*Aufgaben:*
(a) Entnimm dem Text über Robinson Crusoe wortgetreu den Abschnitt von „In Tat und Wahrheit“ bis einschließlich „zu stören scheint.“.
(b) Schreib den Text über Robinson Crusoe bitte im Anschluss an seinen letzten Satz weiter.

*Textauszug:*
┌──
Mit dem Begriff Robinson verbinden sich neben Alltagsentrückung, Einsamkeit, Naturverbundenheit, Abenteuerlust, Gefahrenüberwindung und Selbstbehauptung auch Tropenparadies und Südseeromantik. Kurz, die Heilmittel der modernen Stressgesellschaft. Deshalb haben Robinson-Spielplatz und Tourismus-Slogan «Reif für die Insel» kein Ablaufdatum.
Legenden über Schiffbrüchige sind so alt wie die Seefahrt, und das Interesse bei Jung und Alt ob solcher Abenteuerromantik dauert nun bereits seit neun Jahrhunderten an. Denn bereits der «Ur-Robinson» von Philosoph Ibn Tufail handelt von einem Inselschicksal eines von einer Gazelle gesäugten Kindes im arabischen Kulturraum des 12. Jahrhunderts.

Selkirks wahre Geschichte
Überliefert sind auch wirkliche Ereignisse, zum Beispiel die Geschichte des schottischen Matrosen Alexander Selkirk, der wegen Ungehorsams auf einer Pazifikinsel ausgesetzt wurde, wo er vier Jahre und vier Monate überlebte, bevor er nach England zurückkehrte. Doch der heutige Begriff Robinsonade basiert auf dem 1719 erschienenen Welthit «Das Leben und die höchst merkwürdigen Abenteuer des Robinson Crusoe», angeblich «von ihm selbst geschrieben».
In Tat und Wahrheit stammt dieser Best- und Longseller, bei dem sich Nachdrucke, Raubkopien und Plagiate nur so jagten, von Vielschreiber Daniel Defoe (1660-1731, siehe Seite 22), der des Öfteren anonym publizierte. Sein Robinson, den er im Alter von 59 Jahren schrieb, ist ein erfundener und teils plagiierter Papierheld, was aber, weil das Buch spannend aus der Ich-Perspektive verfasst ist, niemanden zu stören scheint.
                                                                                                                                                                                                                                                                                                                                                                                                                               28 Jahre, 2 Monate, 19 Tage 
Geboren ist Defoes Romanheld 1632 in York in Mittelengland. Der Vater ist Kaufmann und entstammt der alten Bremer Seefahrerfamilie Crusoe. Die Mutter trägt den angesehenen Namen Robinson, den er als Vorname erhält. Er soll Rechtsanwalt werden und das Geschäft des Vaters übernehmen. Doch er will lieber zur See fahren. Unter Tränen beschwört ihn der Vater vergeblich.
└──
*Erfasste Daten:*
┌──
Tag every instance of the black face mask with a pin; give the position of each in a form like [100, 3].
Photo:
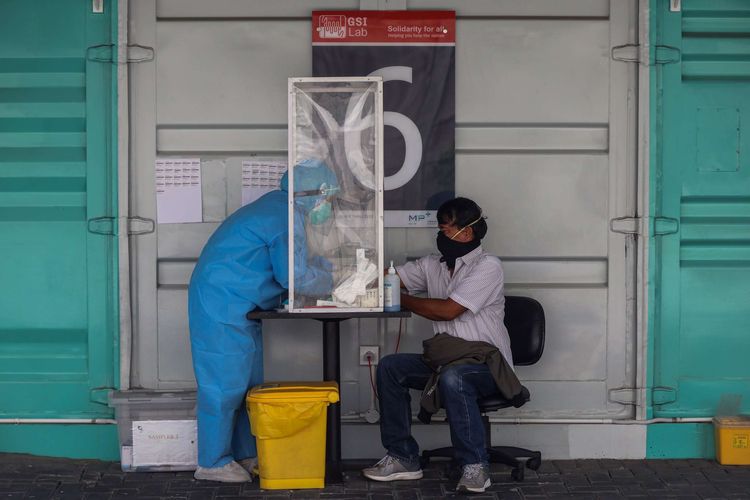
└──
*Lösungen:*
(a)
In Tat und Wahrheit stammt dieser Best- und Longseller, bei dem sich Nachdrucke, Raubkopien und Plagiate nur so jagten, von Vielschreiber Daniel Defoe (1660-1731, siehe Seite 22), der des Öfteren anonym publizierte. Sein Robinson, den er im Alter von 59 Jahren schrieb, ist ein erfundener und teils plagiierter Papierheld, was aber, weil das Buch spannend aus der Ich-Perspektive verfasst ist, niemanden zu stören scheint.

(b)
Ohne Abschiedsgruss geht er 27-jährig an Bord eines Frachters, gerät in Seenot und strandet als einziger Überlebender am 30. September 1659 auf einer tropischen Insel. Obschon sich später verschiedene Eilande als authentische Robinson-Insel zu profilieren versuchen, ist die Frage nach der «echten» obsolet. Denn Defoe vermischte Plagiateinflüsse und reine Fiktion geschickt, wie Literaturkritiker Georg Sütterlin aufgrund seiner Recherchen zur Inselfrage feststellt.
Auf der Insel beginnt für Robinson die grosse Überlebensübung: Höhlenbezug, Hüttenbau mit Schutzpalisade, Ernährung als Sammler und Jäger, Herstellung von Kleidung, Korbwaren und Werkzeug, Bootsbau und Getreideanbau sowie Kreation eines Kerbkalenders für die Zeitrechnung. Dann die Entdeckung rätselhafter Fussabdrücke, Kannibalen-Begegnungen, Befreiung von Freitag und dessen «Schulung und Erziehung».
Schliesslich die ominöse Rettung durch ein Piratenschiff und – nach 28 Jahren, 2 Monaten und 19 Tagen Inseldasein – Rückkehr am 19. Dezember 1687, im Alter von 55 Jahren, nach England mit Happy End im Familienkreis. Die Moral von der Geschicht’: Aus einem ungehorsamen jugendlichen Durchbrenner und Taugenichts wurde im harten Überlebenskampf ein gereifter, erfolgreicher Mann – soweit die Robinson-Geschichte im Zeitraffer.

Die historische Brille
In ursprünglichen Fassungen ist der Welthit Robinson Crusoe – abgesehen von der altertümlichen Sprache und den oft epischen Längen moralischer und religiöser Erziehung – für heutiges Verständnis schwer verdaulich, nicht zuletzt wegen der brutalen Szenarien und der damaligen Gesellschaftsnormen.
Doch vor allem die Aspekte des Kolonialismus und des Rassendenkens (Wilde und Zivilisierte, Robinson und Freitag), die Genderfrage (dominante Männerwelt) oder den rauen Umgang mit Natur und Kreatur muss man durch die historische Brille betrachten und verstehen wollen; dann ist Robinson auch heute und morgen noch Lesevergnügen.

Knatsch in Graubünden
Eine einzige Gegend wollte sich der Weltweiten Robinson-Crusoe-Begeisterung nicht anschliessen, und zwar das Bünderland.
Bei Einführung des Volksschul-Obligatoriums Mitte des 19. Jahrhunderts erklärte der Kleine Rat, die damalige Bündnerregierung, Robinson zum Pflichtstoff für die 2. Klasse. Dies führte zu einem Aufruhr in den katholischen Tälern, wo das Buch als heidnisch abgelehnt wurde, worauf durch salomonischen Entscheid hier die Legende des Heiligen Sigisbert von Pater Maurus Carnot Robinson ersetzte. Doch heute gibt es Letzteren in verschiedenen romanischen Idiomen. Ergo: The Winner is Robinson!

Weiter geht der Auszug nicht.